---------- Page text ----------

This startup is leveraging data to make healthcare more accessible in India

Bringing together anonymized patient data that is publicly available can help hospitals function more efficiently, thus cutting down costs.
This startup is leveraging data to make healthcare more accessible in India
This startup is leveraging data to make healthcare more accessible in India

“We believe that Indian healthcare can be transformed by fundamental insight into cost, access, quality and utilization of healthcare resources,” the website of Searchlight Health reads. The premise behind this is the fact that the healthcare industry is evolving at breakneck speed and every day, tons of information and data are being fed into systems at hospitals and clinics.

And data analytics can play an important role in the transformation of Indian healthcare. With this idea, Searchlight Health was founded in 2015. The startup primarily caters to two key segments – hospitals and health insurers.

Hospitals

Searchlight Health has a solution ‘Hospital Marketing Cloud’, which helps a hospital with Opportunity Analysis, to understand the status of the market and the performance of the hospital in a highly granular fashion.

Searchlight also gives hospitals with actionable, business-decision oriented insight into clinical, operational and financial performance. It leverages machine learning to predict future needs of customers. It also creates a marketing plan that matches the demand-supply gap at the hospital.

Searchlight also leverages machine learning to improve clinical outcomes in hospitals.

“First use case that is being launched is related to ICU care delivery, where it helps the doctor identify critical clinically relevant events, forewarn patients about potential risks and also help improve clinical care protocols,” says Madhu Aravind, CEO of Searchlight Health.

Madhu Aravind, CEO of Searchlight Health

Health Insurers

Searchlight also works with health insurers to combine nationwide hospital data with powerful modelling tools to help health insurers identify new product and segment opportunities. It also helps health insurers understand the cost implications of policy specifications scientifically.

“By helping hospitals improve clinical care delivery and driving efficiency in operations, we indirectly help in improving the standard of healthcare in the country for patients. By helping health insurers identify new product and segment opportunities, we help improve access to health insurance for millions of people who were uninsured earlier,” adds Madhu.

Searchlight currently works with over 100 hospitals across Bengaluru, Hyderabad and Chennai and has partnered with some of the leading healthcare institutions in the country such as Apollo Hospitals and Manipal Hospitals.

It operates on a freemium model where engagement with hospitals typically begins by signing them up for a standard set of free services for immediate value creation. Hospitals can then sign up for higher value-added features later which are paid-for.

Healthcare analytics is expected to have a total addressable market size in excess of $15 billion over the next three years as per various industry estimates. It is at a very nascent stage in India and hence the current market opportunity is under $100 million.

However, with increasing technology adoption and understanding of this space, the opportunity for data analytics is huge.

And given that the market is nascent, Madhu says that competition is never the challenge. “It is only about making progress week-to-week, month-to-month. Having said that, there are many players from IBM to startups, who are using their own entry points to serve the space,” he adds.

Searchlight now has an aggressive plan to build the business, hire a larger team and partner with more hospitals and health insurers over the current fiscal and beyond. By the end of FY18, it aims to partner with 200 hospitals and the goal for 2020 is to partner with 1,000 hospitals.

“We believe that by bringing together anonymized patient data, leveraging data that is publicly available and by building best-in-class analytics solutions, healthcare in this country can be more accessible and can create higher impact with available resources,” Madhu says.

---------- Data for analysis ----------

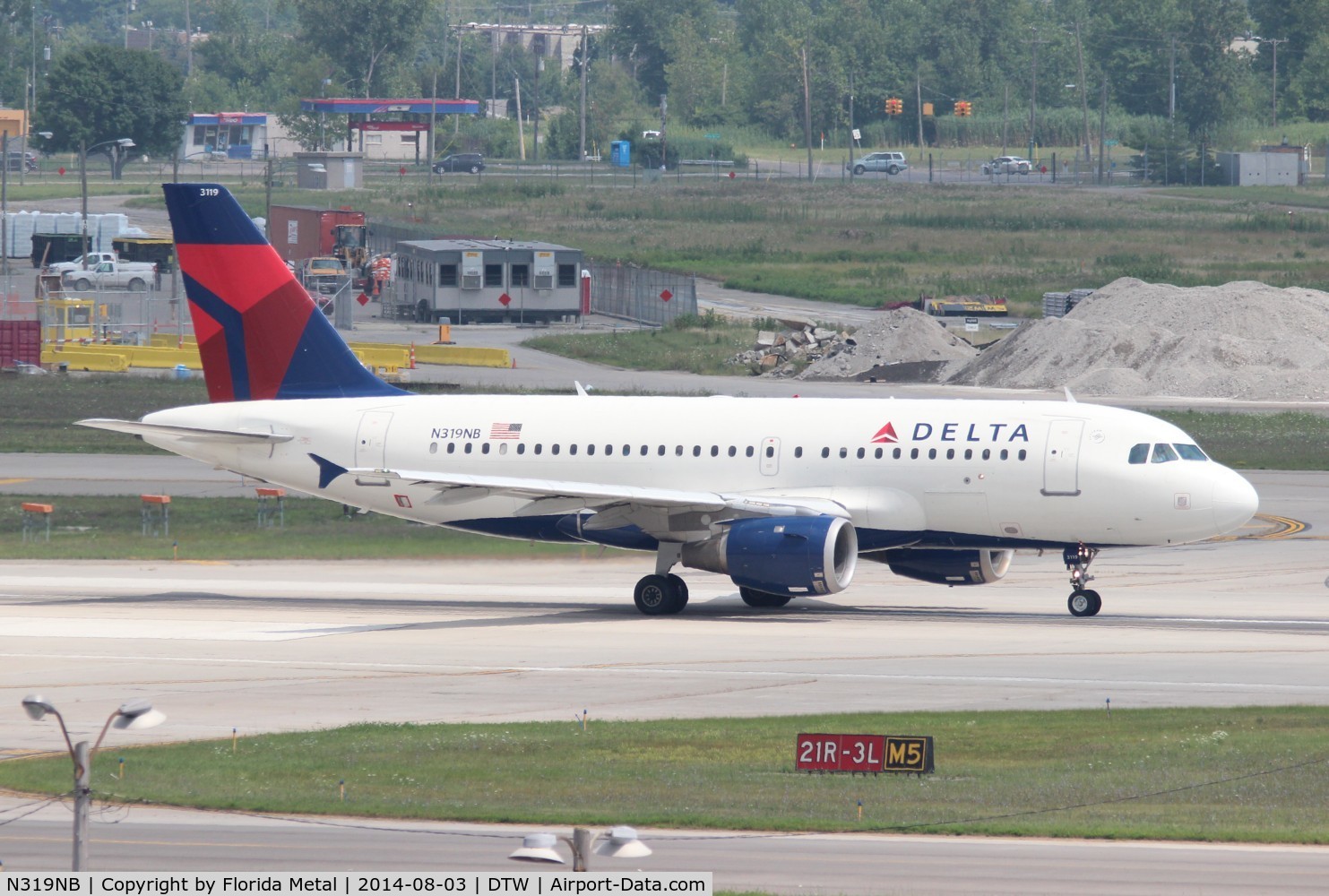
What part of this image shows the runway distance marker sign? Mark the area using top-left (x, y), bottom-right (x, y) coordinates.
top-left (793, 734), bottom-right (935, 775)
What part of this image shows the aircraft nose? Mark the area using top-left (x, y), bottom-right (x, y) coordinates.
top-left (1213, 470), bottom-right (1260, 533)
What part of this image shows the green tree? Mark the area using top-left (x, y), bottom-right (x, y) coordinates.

----------

## Tasks
a) In the Searchlight Health article, what year was the startup founded?
b) Give again the passage of the Searchlight Health article between "Searchlight currently works" and "and Manipal Hospitals.", inclusive.

## Completed exercise
a) 2015

b)
Searchlight currently works with over 100 hospitals across Bengaluru, Hyderabad and Chennai and has partnered with some of the leading healthcare institutions in the country such as Apollo Hospitals and Manipal Hospitals.